§ **阅读文本**:
□ □ □ □ □

1、帧间预测分为两种:merge模式(skip模式是一种特殊的merge模式)和AMVP模式(即普通的帧间预测模式);
2、merge模式只支持2Nx2N的划分。3、 帧内预测只支持2Nx2N和NxN的划分模式
这两个值可以从码率控制对象中得到,也可以自定义
那么处理帧内预测的两种模式:2Nx2N和NxN
注意满足一定条件才会尝试PCM模式。
同样通过一个循环遍历iMinQP到iMaxQP之间的所有QP,对于每一个QP,递归调用xCompressCU。
总结,其实xCompressCU的作用就是从LCU开始深度遍历,计算每一个depth上最优的模式,再综合比较各个depth上最优的模式,选出最优的模式
为了便于理解把xCompressCU的一些无关代码删除,下面是精简版的xCompressCU
/*
** 压缩CU的内部函数
*/
#if AMP_ENC_SPEEDUP // 编码加速宏
Void TEncCu::xCompressCU( TComDataCU*& rpcBestCU, TComDataCU*& rpcTempCU, UInt uiDepth, PartSize eParentPartSize )
#else
Void TEncCu::xCompressCU( TComDataCU*& rpcBestCU, TComDataCU*& rpcTempCU, UInt uiDepth )
#endif
{
Int iBaseQP = xComputeQP( rpcBestCU, uiDepth ); // 基本的量化步长32
// 最小的步长
Int iMinQP;
// 最大的步长
Int iMaxQP;
// 使用码率控制
// 注意这里的QP使用了,码率控制对象计算出来的QP
// 通过QP,码率控制对象控制了编码器的比特率
if ( m_pcEncCfg->getUseRateCtrl() )
{
iMinQP = m_pcRateCtrl->getRCQP();
iMaxQP = m_pcRateCtrl->getRCQP();
}
// 删除了无关代码(对理解预测没有太大用处的代码)...
/*
** 核心
*/
if(!bSliceEnd && !bSliceStart && bInsidePicture )
{
// 此循环测试每一种量化步长,计算率失真,选出最优的QP
for (Int iQP=iMinQP; iQP<=iMaxQP; iQP++)//1次循环,iMinQP==iMaxQP
{
// 是否为无损模式
const Bool bIsLosslessMode = isAddLowestQP && (iQP == iMinQP);// false
if (bIsLosslessMode)

□ □ □ □ □

§ **任务**: 请接着上面这段关于xCompressCU函数的讲解,从它停下的地方往下续写。

§ **数据行**:
□ □ □ □ □

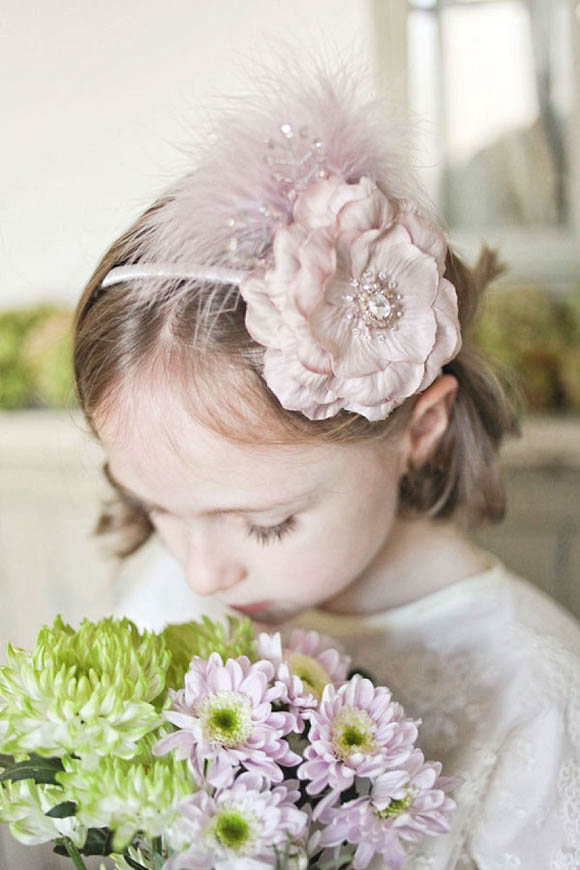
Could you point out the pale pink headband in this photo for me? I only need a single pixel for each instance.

□ □ □ □ □

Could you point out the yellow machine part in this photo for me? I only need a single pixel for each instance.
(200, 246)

□ □ □ □ □

§ **输出结果**:
{
iQP = lowestQP;
}
// 初始化
rpcTempCU->initEstData( uiDepth, iQP, bIsLosslessMode );
// do inter modes, SKIP and 2Nx2N
/*
** 在处理所有的其他模式之前,先处理帧间skip和2Nx2N的模式
** 特别是对于2Nx2N的划分,要分两次处理:
** 1、尝试merge模式——xCheckRDCostMerge2Nx2N
** 2、尝试普通的帧间预测(即AMVP)——xCheckRDCostInter
*/
if( rpcBestCU->getSlice()->getSliceType() != I_SLICE )
{
// skip模式处理
if(m_pcEncCfg->getUseEarlySkipDetection())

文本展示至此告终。